# How important is head to a man?



## AngelmommyX2 (Apr 16, 2009)

So i have never been one to give a man head. However my husband loves head. How important is this to a man and what makes it so important in a marrage?


----------



## martino (May 12, 2008)

Pretty damn important. :iagree:


----------



## MarkTwain (Aug 1, 2008)

When a women gives head, it conveys enthusiasm and attraction. Generally, a woman in a LTR won't do it if she is not regarding her lover as hot. In a long term relationship or marriage, it helps to keep the fire burning. For some women it steps the intimacy up a notch - so it could be a bad sign if it creates embarrassment - that might indicate uncomfortableness with that level of intimacy. This could be due to resentment, or past issues. 

It takes time, but eventually the man who never gets head - or any other sign of hot lust form his wife - will put 2 and 2 together (to make about 16), and realise that the woman is not "that into him". After that, some will leave - especially if there used to be oral and other hot acts, but now there isn't.

*However, having said all that...* if you are sexy and sexually demonstrative to your husband in other ways, then he might make allowances. I certainly would if other acts were done with enthusiasm.


----------



## revitalizedhusband (Feb 9, 2009)

MT said it exactly, it is a show of "wow I think my man is so HOT" by the wife.

It is very important.


----------



## marina72 (Dec 29, 2008)

scs...

I think it's just as important as our husbands going down on us is to us as women.

Men just like blow jobs... haven't met one yet that didn't like that.

If you're having trouble there, and it grosses you out. This sounds silly, but it's really kind of an aquired "taste" lol...

not that most men even have a taste, so much as it's a strange sensation the first time you do that.

▸ Complete the following
1. In the forum thread above, what does MarkTwain say a woman conveys when she gives head?
2. Write the next part of the forum thread about how important head is to a man, picking up after its last sentence.

Point labeling dataset excerpts
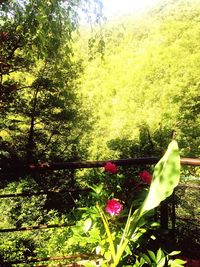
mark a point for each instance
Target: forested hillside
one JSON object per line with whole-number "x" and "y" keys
{"x": 71, "y": 92}
{"x": 143, "y": 82}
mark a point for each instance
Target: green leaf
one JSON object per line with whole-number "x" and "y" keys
{"x": 173, "y": 253}
{"x": 146, "y": 258}
{"x": 166, "y": 177}
{"x": 87, "y": 224}
{"x": 159, "y": 255}
{"x": 152, "y": 255}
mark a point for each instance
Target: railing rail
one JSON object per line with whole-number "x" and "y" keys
{"x": 43, "y": 167}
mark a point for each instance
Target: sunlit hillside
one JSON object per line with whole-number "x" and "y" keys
{"x": 144, "y": 73}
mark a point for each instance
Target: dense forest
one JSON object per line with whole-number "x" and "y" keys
{"x": 72, "y": 92}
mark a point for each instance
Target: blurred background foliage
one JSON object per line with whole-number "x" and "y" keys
{"x": 69, "y": 92}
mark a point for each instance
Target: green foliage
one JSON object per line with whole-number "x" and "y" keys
{"x": 147, "y": 83}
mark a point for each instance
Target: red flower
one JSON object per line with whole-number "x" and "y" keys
{"x": 146, "y": 177}
{"x": 110, "y": 167}
{"x": 113, "y": 207}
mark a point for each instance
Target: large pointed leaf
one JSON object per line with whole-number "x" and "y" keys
{"x": 166, "y": 177}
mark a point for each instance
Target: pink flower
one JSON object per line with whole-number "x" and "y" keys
{"x": 113, "y": 207}
{"x": 110, "y": 167}
{"x": 146, "y": 177}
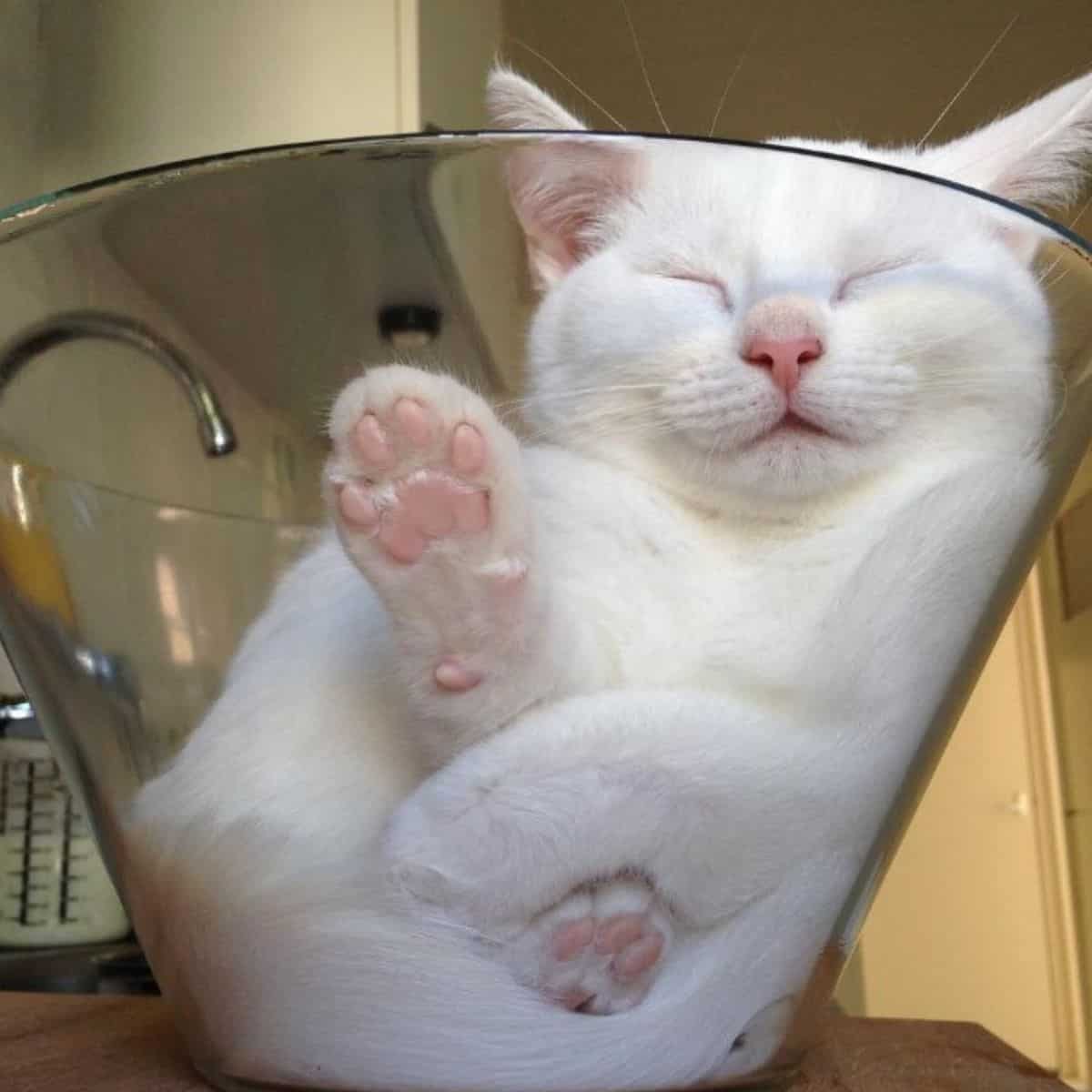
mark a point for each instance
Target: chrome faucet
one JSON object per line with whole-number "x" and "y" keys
{"x": 217, "y": 436}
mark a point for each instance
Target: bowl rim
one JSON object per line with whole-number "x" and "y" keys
{"x": 46, "y": 207}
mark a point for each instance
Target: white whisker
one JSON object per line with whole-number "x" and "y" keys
{"x": 576, "y": 86}
{"x": 644, "y": 70}
{"x": 732, "y": 79}
{"x": 967, "y": 81}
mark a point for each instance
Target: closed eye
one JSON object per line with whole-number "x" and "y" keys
{"x": 861, "y": 279}
{"x": 711, "y": 282}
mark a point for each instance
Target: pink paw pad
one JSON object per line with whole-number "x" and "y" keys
{"x": 436, "y": 500}
{"x": 451, "y": 675}
{"x": 633, "y": 945}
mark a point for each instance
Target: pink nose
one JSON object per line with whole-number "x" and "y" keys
{"x": 784, "y": 358}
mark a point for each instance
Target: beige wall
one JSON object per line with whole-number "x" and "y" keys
{"x": 121, "y": 85}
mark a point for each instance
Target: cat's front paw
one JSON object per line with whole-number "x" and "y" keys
{"x": 427, "y": 494}
{"x": 596, "y": 951}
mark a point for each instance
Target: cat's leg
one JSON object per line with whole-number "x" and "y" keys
{"x": 429, "y": 496}
{"x": 599, "y": 949}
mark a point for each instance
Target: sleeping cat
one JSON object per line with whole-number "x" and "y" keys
{"x": 612, "y": 719}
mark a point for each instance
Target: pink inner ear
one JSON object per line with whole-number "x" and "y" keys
{"x": 561, "y": 192}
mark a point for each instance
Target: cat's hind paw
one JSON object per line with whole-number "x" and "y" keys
{"x": 596, "y": 951}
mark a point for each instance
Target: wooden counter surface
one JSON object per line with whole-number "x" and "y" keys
{"x": 64, "y": 1043}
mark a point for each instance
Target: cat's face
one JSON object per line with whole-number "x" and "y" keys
{"x": 779, "y": 325}
{"x": 764, "y": 323}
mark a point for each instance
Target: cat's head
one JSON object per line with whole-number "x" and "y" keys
{"x": 764, "y": 323}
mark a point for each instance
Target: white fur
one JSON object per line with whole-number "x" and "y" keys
{"x": 738, "y": 643}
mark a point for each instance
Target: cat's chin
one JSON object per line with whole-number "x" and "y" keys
{"x": 794, "y": 461}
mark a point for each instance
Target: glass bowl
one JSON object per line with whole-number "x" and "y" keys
{"x": 337, "y": 917}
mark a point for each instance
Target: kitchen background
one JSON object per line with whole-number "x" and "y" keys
{"x": 986, "y": 915}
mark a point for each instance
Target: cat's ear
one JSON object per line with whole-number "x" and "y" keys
{"x": 561, "y": 188}
{"x": 1037, "y": 157}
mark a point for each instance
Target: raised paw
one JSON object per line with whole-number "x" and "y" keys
{"x": 426, "y": 490}
{"x": 599, "y": 950}
{"x": 409, "y": 475}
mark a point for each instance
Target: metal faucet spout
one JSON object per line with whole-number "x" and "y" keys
{"x": 217, "y": 436}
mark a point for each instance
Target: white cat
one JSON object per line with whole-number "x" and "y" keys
{"x": 670, "y": 664}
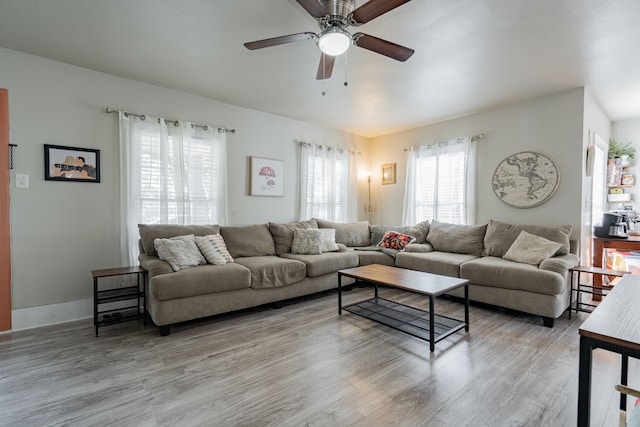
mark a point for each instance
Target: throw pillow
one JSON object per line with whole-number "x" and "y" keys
{"x": 501, "y": 235}
{"x": 456, "y": 238}
{"x": 307, "y": 241}
{"x": 350, "y": 233}
{"x": 329, "y": 240}
{"x": 395, "y": 240}
{"x": 180, "y": 251}
{"x": 531, "y": 249}
{"x": 214, "y": 249}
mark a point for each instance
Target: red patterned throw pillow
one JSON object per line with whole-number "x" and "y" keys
{"x": 395, "y": 240}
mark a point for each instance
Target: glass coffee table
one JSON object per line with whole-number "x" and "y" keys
{"x": 426, "y": 325}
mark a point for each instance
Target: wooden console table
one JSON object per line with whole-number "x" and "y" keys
{"x": 632, "y": 243}
{"x": 614, "y": 325}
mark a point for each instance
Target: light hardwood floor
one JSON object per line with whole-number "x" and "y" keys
{"x": 303, "y": 365}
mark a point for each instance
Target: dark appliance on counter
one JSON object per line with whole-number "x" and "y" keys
{"x": 613, "y": 225}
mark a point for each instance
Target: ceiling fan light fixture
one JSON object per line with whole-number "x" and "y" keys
{"x": 334, "y": 41}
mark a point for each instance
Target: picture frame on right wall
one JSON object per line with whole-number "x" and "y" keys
{"x": 388, "y": 173}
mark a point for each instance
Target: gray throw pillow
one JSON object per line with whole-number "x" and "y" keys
{"x": 500, "y": 236}
{"x": 250, "y": 240}
{"x": 350, "y": 233}
{"x": 150, "y": 232}
{"x": 531, "y": 249}
{"x": 283, "y": 234}
{"x": 307, "y": 241}
{"x": 456, "y": 238}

▸ Results for the exercise
1. Enthusiasm and attraction.

2.
The first time I ever gave my boyfriend head, (I was 20, we later married)
I didn't like it, thought it was gross, and didn't like the feeling of his penis in my mouth. Didn't taste bad, just felt weird. 

However.. as time went on, I started to enjoy it, and gave my first hubby head a lot. It became a very enjoyable thing to do, not just for him, but for me... We divorced for other reasons, but I remarried, and my current hubby loves when I do it too, and I absolutely get a Lot of pleasure out of giving him head. We try different positions, I've even done it in the car, while he's driving. I don't even have to be asked by my husband, I truly get a lot out of giving him head, and I'm pretty sure he loves it too. So it went from being something that I was uncomfortable doing, to something I love doing. 

So, it's not unusual for a girl to feel odd, or out of sorts the first time she does it... but, a lot of times.. that feeling goes away with time, and experience.. It's something you really should try, and the more you do it, the less uncomfortable you'll probably feel. Just give yourself some time, to get used to the sensation, and to develop good techniques for pleasing your husband.


----------



## MMA_FIGHTER (Feb 2, 2009)

heck yeah we do...lets be honest....it feels great and there is something taboo,or naughty* about it that makes me want to go down on my wife as well. its like the "DONT PUSH" button...do you really want to spend the rest of your life wondering...what if?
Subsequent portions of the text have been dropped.